Source material
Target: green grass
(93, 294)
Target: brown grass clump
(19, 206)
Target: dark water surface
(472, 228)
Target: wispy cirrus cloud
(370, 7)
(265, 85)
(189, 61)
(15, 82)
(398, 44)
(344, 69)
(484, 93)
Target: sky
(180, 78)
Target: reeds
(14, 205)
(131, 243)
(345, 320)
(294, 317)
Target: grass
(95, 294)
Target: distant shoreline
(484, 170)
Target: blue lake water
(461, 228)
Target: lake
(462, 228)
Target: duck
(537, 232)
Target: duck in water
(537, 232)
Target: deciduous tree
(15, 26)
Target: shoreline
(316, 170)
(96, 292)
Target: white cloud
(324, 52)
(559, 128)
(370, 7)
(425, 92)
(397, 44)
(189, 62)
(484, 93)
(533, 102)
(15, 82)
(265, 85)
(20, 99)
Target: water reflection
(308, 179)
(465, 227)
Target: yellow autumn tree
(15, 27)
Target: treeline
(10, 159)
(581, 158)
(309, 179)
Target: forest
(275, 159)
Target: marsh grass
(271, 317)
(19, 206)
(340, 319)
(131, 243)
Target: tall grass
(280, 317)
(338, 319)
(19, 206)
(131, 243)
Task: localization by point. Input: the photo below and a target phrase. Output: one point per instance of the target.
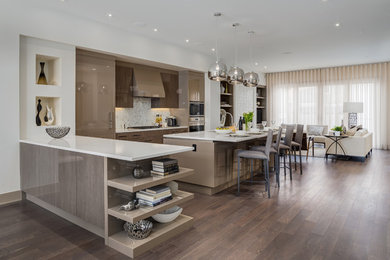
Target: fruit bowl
(168, 215)
(58, 131)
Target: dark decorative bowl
(139, 230)
(58, 131)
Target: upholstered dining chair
(256, 155)
(285, 148)
(275, 152)
(296, 145)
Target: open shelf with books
(145, 211)
(119, 180)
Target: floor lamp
(352, 108)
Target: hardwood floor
(335, 210)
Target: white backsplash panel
(141, 114)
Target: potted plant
(337, 130)
(248, 117)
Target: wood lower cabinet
(66, 189)
(70, 181)
(153, 136)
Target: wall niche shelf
(54, 103)
(52, 69)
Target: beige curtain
(316, 97)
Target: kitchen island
(214, 158)
(85, 180)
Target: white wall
(19, 18)
(64, 109)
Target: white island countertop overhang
(216, 137)
(110, 148)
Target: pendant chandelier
(218, 70)
(251, 79)
(236, 74)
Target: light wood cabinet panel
(47, 173)
(90, 188)
(65, 187)
(123, 86)
(70, 181)
(29, 178)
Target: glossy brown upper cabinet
(171, 87)
(123, 85)
(95, 94)
(195, 86)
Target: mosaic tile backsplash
(141, 114)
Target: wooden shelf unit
(161, 232)
(227, 97)
(144, 211)
(130, 184)
(118, 178)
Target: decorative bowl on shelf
(168, 215)
(138, 230)
(57, 131)
(223, 131)
(174, 186)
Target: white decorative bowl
(227, 131)
(57, 131)
(168, 215)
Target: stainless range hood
(148, 83)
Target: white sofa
(354, 146)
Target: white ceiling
(289, 34)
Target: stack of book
(154, 196)
(165, 166)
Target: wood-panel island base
(215, 163)
(88, 189)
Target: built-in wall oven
(196, 108)
(196, 123)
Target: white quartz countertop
(213, 136)
(130, 130)
(117, 149)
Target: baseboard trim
(63, 214)
(10, 197)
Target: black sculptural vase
(37, 118)
(42, 77)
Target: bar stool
(296, 145)
(256, 155)
(275, 151)
(285, 148)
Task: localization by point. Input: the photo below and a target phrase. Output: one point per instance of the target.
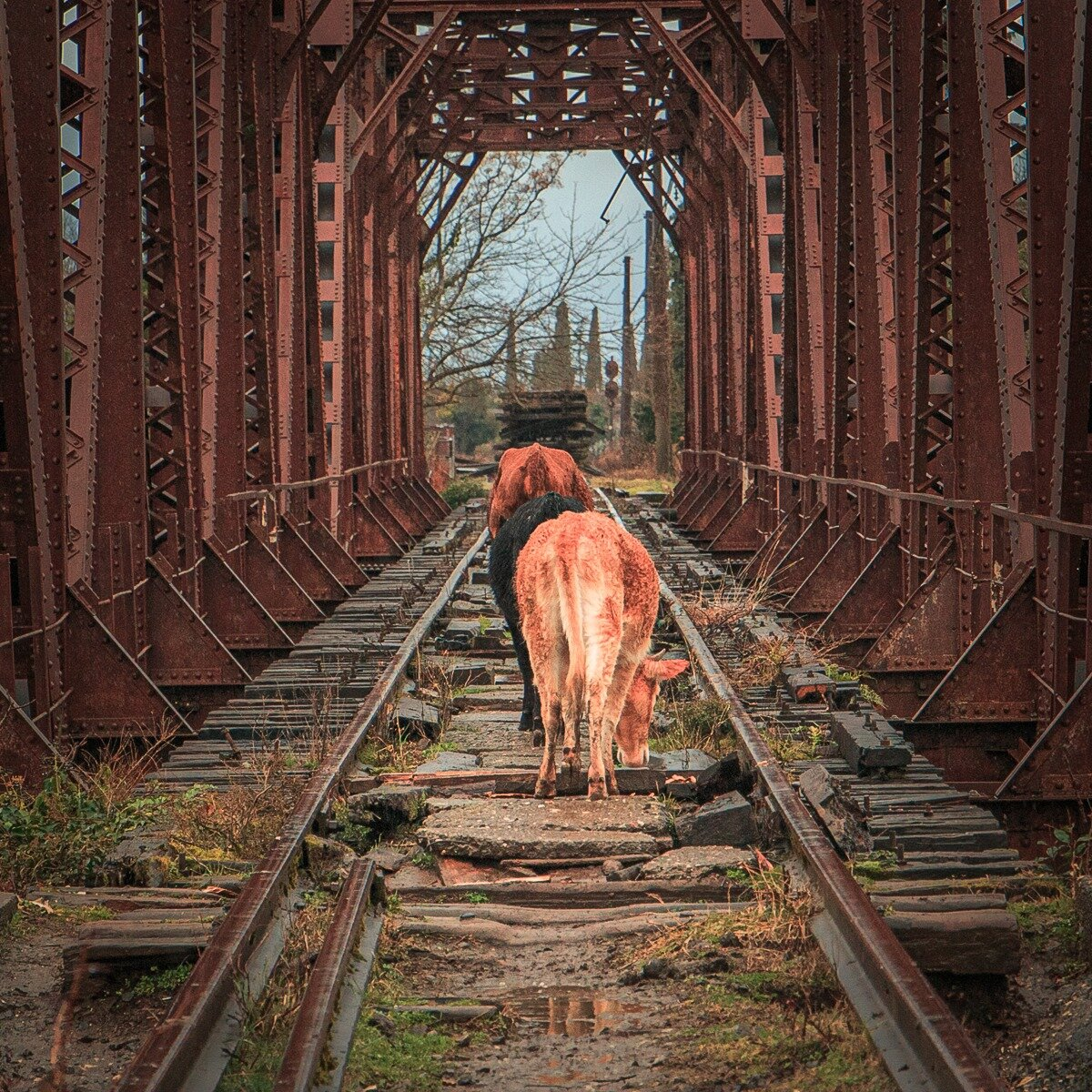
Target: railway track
(435, 601)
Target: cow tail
(571, 601)
(538, 474)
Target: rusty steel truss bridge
(210, 364)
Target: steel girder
(213, 278)
(929, 509)
(167, 520)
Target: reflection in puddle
(574, 1011)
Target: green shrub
(65, 833)
(461, 490)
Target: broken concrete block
(691, 759)
(693, 863)
(867, 742)
(449, 762)
(729, 820)
(557, 830)
(390, 804)
(389, 861)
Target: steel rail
(948, 1059)
(303, 1057)
(164, 1059)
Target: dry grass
(268, 1021)
(241, 822)
(65, 833)
(775, 1016)
(716, 612)
(703, 725)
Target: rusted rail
(167, 1058)
(307, 1042)
(915, 1027)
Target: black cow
(511, 539)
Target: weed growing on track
(794, 748)
(241, 822)
(64, 834)
(402, 1052)
(1051, 932)
(270, 1019)
(763, 1009)
(703, 725)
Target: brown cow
(589, 594)
(525, 473)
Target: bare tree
(593, 377)
(497, 271)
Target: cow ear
(663, 670)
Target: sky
(590, 178)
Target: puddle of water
(576, 1011)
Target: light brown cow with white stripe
(589, 595)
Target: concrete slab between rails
(560, 829)
(567, 915)
(531, 933)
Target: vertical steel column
(32, 385)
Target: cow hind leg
(596, 767)
(625, 671)
(572, 710)
(546, 785)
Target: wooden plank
(590, 895)
(971, 942)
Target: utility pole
(628, 355)
(659, 348)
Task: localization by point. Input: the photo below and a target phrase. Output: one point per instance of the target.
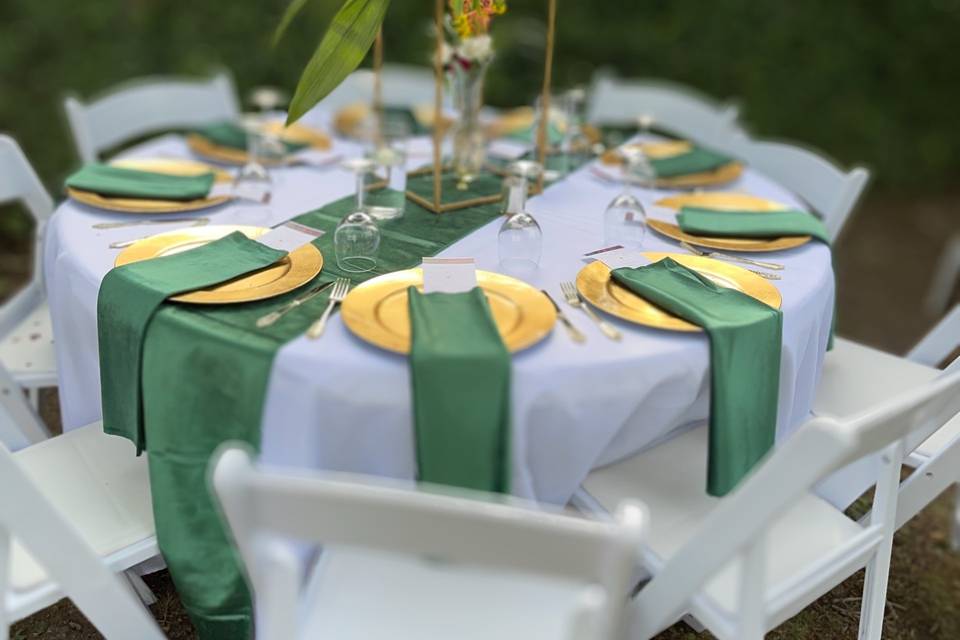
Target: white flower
(477, 48)
(446, 53)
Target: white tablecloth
(339, 403)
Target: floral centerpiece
(466, 59)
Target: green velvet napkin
(131, 294)
(745, 342)
(697, 160)
(751, 224)
(460, 374)
(230, 134)
(131, 183)
(529, 134)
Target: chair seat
(98, 484)
(856, 377)
(361, 594)
(671, 480)
(27, 351)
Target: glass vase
(469, 143)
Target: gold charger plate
(295, 270)
(595, 284)
(376, 311)
(758, 245)
(730, 202)
(295, 133)
(668, 148)
(169, 166)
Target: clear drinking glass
(389, 156)
(253, 180)
(625, 219)
(520, 240)
(356, 240)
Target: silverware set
(775, 266)
(575, 334)
(574, 299)
(272, 317)
(341, 287)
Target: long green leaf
(292, 10)
(345, 43)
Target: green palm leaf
(342, 49)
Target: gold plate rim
(228, 155)
(749, 245)
(305, 263)
(722, 201)
(358, 310)
(593, 283)
(134, 205)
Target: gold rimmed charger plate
(668, 148)
(170, 166)
(376, 311)
(757, 245)
(595, 284)
(295, 133)
(299, 267)
(729, 202)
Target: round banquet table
(339, 403)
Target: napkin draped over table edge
(460, 384)
(121, 182)
(745, 344)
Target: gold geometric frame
(436, 205)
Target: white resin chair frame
(20, 183)
(674, 108)
(148, 105)
(265, 507)
(832, 192)
(73, 568)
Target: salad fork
(573, 298)
(341, 287)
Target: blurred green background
(867, 81)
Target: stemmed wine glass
(356, 240)
(520, 240)
(625, 219)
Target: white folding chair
(401, 563)
(945, 277)
(831, 191)
(406, 85)
(148, 105)
(75, 512)
(672, 107)
(856, 377)
(743, 564)
(26, 336)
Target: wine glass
(253, 180)
(356, 240)
(389, 155)
(520, 240)
(625, 219)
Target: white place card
(290, 236)
(617, 256)
(449, 275)
(508, 149)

Exercise aim
Please repeat all of the data exactly as it stands, leaving the pictures out.

Response
Target: green grass
(93, 294)
Target: brown grass clump
(19, 206)
Target: dark water surface
(472, 228)
Target: wispy cirrus cloud
(370, 7)
(265, 85)
(189, 61)
(15, 82)
(398, 44)
(344, 69)
(484, 93)
Target: sky
(180, 78)
Target: reeds
(14, 205)
(131, 243)
(345, 320)
(294, 317)
Target: grass
(95, 294)
Target: distant shoreline
(484, 170)
Target: blue lake water
(461, 228)
Target: lake
(462, 228)
Target: duck
(537, 232)
Target: duck in water
(537, 232)
Target: deciduous tree
(15, 26)
Target: shoreline
(316, 170)
(96, 292)
Target: white cloud
(324, 52)
(559, 128)
(370, 7)
(425, 92)
(397, 44)
(189, 62)
(484, 93)
(533, 102)
(15, 82)
(265, 85)
(20, 99)
Target: water reflection
(308, 179)
(465, 227)
Target: yellow autumn tree
(15, 27)
Target: treeline
(10, 159)
(581, 158)
(309, 179)
Target: forest
(275, 159)
Target: marsh grass
(271, 317)
(19, 206)
(340, 319)
(131, 243)
Target: tall grass
(280, 317)
(338, 319)
(19, 206)
(131, 243)
Task: localization by point. Input: the photo below and a target phrase. Output: one point per instance of the target.
Target: fruit bowl
(168, 215)
(58, 131)
Target: dark decorative bowl
(139, 230)
(58, 131)
Target: upholstered dining chair
(256, 155)
(285, 148)
(275, 152)
(296, 145)
Target: open shelf with books
(145, 211)
(119, 180)
Target: floor lamp
(352, 108)
Target: hardwood floor
(335, 210)
Target: white backsplash panel
(141, 114)
Target: potted plant
(337, 130)
(248, 117)
Target: wood lower cabinet
(66, 189)
(70, 181)
(153, 136)
Target: wall niche shelf
(54, 103)
(52, 69)
Target: beige curtain
(316, 97)
Target: kitchen island
(214, 158)
(85, 180)
Target: white wall
(19, 18)
(64, 109)
Target: white island countertop overhang
(216, 137)
(110, 148)
Target: pendant chandelier
(218, 70)
(251, 79)
(236, 74)
Target: light wood cabinet panel
(47, 173)
(90, 188)
(65, 187)
(123, 86)
(70, 181)
(29, 178)
Target: glossy brown upper cabinet
(171, 87)
(123, 85)
(95, 94)
(195, 86)
Target: mosaic tile backsplash
(141, 114)
Target: wooden shelf unit
(161, 232)
(227, 97)
(144, 211)
(130, 184)
(118, 178)
Target: decorative bowl on shelf
(168, 215)
(138, 230)
(57, 131)
(223, 131)
(174, 186)
Target: white decorative bowl
(227, 131)
(57, 131)
(168, 215)
Target: stainless range hood
(148, 83)
Target: white sofa
(354, 146)
Target: white ceiling
(289, 34)
Target: stack of book
(154, 196)
(165, 166)
Target: wood-panel island base
(215, 163)
(88, 189)
Target: built-in wall oven
(196, 108)
(196, 123)
Target: white quartz countertop
(213, 136)
(130, 130)
(117, 149)
Target: baseboard trim
(63, 214)
(10, 197)
Target: black sculptural vase
(37, 118)
(42, 77)
Target: bar stool
(296, 145)
(256, 155)
(275, 151)
(285, 148)
Task: localization by point. Input: the photo below and a target phrase. Output: one point per instance of the target.
Target: railway track
(435, 601)
Target: cow tail
(571, 601)
(538, 474)
Target: rusty steel truss bridge
(210, 364)
Target: steel girder
(213, 278)
(929, 509)
(167, 520)
Target: reflection in puddle
(574, 1011)
Target: green shrub
(65, 833)
(461, 490)
Target: broken concrete block
(691, 759)
(693, 863)
(867, 742)
(449, 762)
(729, 820)
(557, 830)
(390, 804)
(389, 861)
Target: steel rail
(948, 1059)
(303, 1057)
(164, 1059)
Target: dry grass
(268, 1021)
(241, 822)
(65, 833)
(775, 1016)
(716, 612)
(703, 725)
Target: rusted rail
(167, 1058)
(307, 1042)
(915, 1027)
Target: black cow
(511, 539)
Target: weed growing on track
(794, 748)
(241, 822)
(64, 834)
(402, 1052)
(1051, 932)
(270, 1019)
(763, 1009)
(703, 725)
Target: brown cow
(589, 594)
(525, 473)
Target: bare tree
(593, 377)
(497, 271)
Target: cow ear
(663, 670)
Target: sky
(590, 178)
Target: puddle of water
(576, 1011)
Target: light brown cow with white stripe
(589, 595)
Target: concrete slab between rails
(560, 829)
(567, 915)
(531, 933)
Target: vertical steel column
(32, 385)
Target: cow hind leg
(596, 767)
(625, 671)
(572, 710)
(546, 785)
Target: wooden plank
(590, 895)
(971, 942)
Target: utility pole
(628, 355)
(659, 348)
Task: localization by point. Input: the photo below and a target phrase. Output: one point per instance of the target.
Target: white flower
(477, 48)
(446, 53)
Target: white tablecloth
(339, 403)
Target: floral centerpiece
(466, 59)
Target: green velvet napkin
(131, 294)
(745, 342)
(697, 160)
(751, 224)
(460, 374)
(230, 134)
(131, 183)
(529, 134)
Target: chair seat
(98, 484)
(856, 377)
(361, 594)
(671, 480)
(27, 351)
Target: glass vase
(469, 143)
Target: gold charger plate
(295, 270)
(595, 284)
(376, 311)
(758, 245)
(730, 202)
(295, 133)
(668, 148)
(169, 166)
Target: clear drinking glass
(389, 156)
(253, 180)
(625, 219)
(520, 240)
(356, 240)
Target: silverware set
(775, 266)
(575, 334)
(574, 299)
(272, 317)
(341, 287)
Target: long green leaf
(292, 10)
(345, 43)
Target: green palm leaf
(342, 49)
Target: gold plate rim
(228, 155)
(749, 245)
(305, 263)
(722, 201)
(358, 310)
(593, 283)
(134, 205)
Target: gold rimmed charger plate
(668, 148)
(170, 166)
(376, 311)
(757, 245)
(595, 284)
(295, 133)
(299, 267)
(729, 202)
Target: round banquet table
(339, 403)
Target: napkin draped over table edge
(460, 384)
(121, 182)
(745, 344)
Target: gold geometric frame
(436, 205)
Target: white resin chair frame
(20, 183)
(674, 108)
(148, 105)
(265, 507)
(832, 192)
(73, 568)
Target: salad fork
(573, 298)
(341, 287)
Target: blurred green background
(867, 81)
Target: stemmed wine glass
(356, 240)
(520, 240)
(625, 219)
Target: white folding chair
(401, 563)
(945, 277)
(831, 191)
(406, 85)
(148, 105)
(75, 512)
(672, 107)
(856, 377)
(743, 564)
(26, 336)
Target: wine glass
(253, 180)
(356, 240)
(389, 155)
(520, 240)
(625, 219)
Target: white place card
(290, 236)
(617, 256)
(449, 275)
(508, 149)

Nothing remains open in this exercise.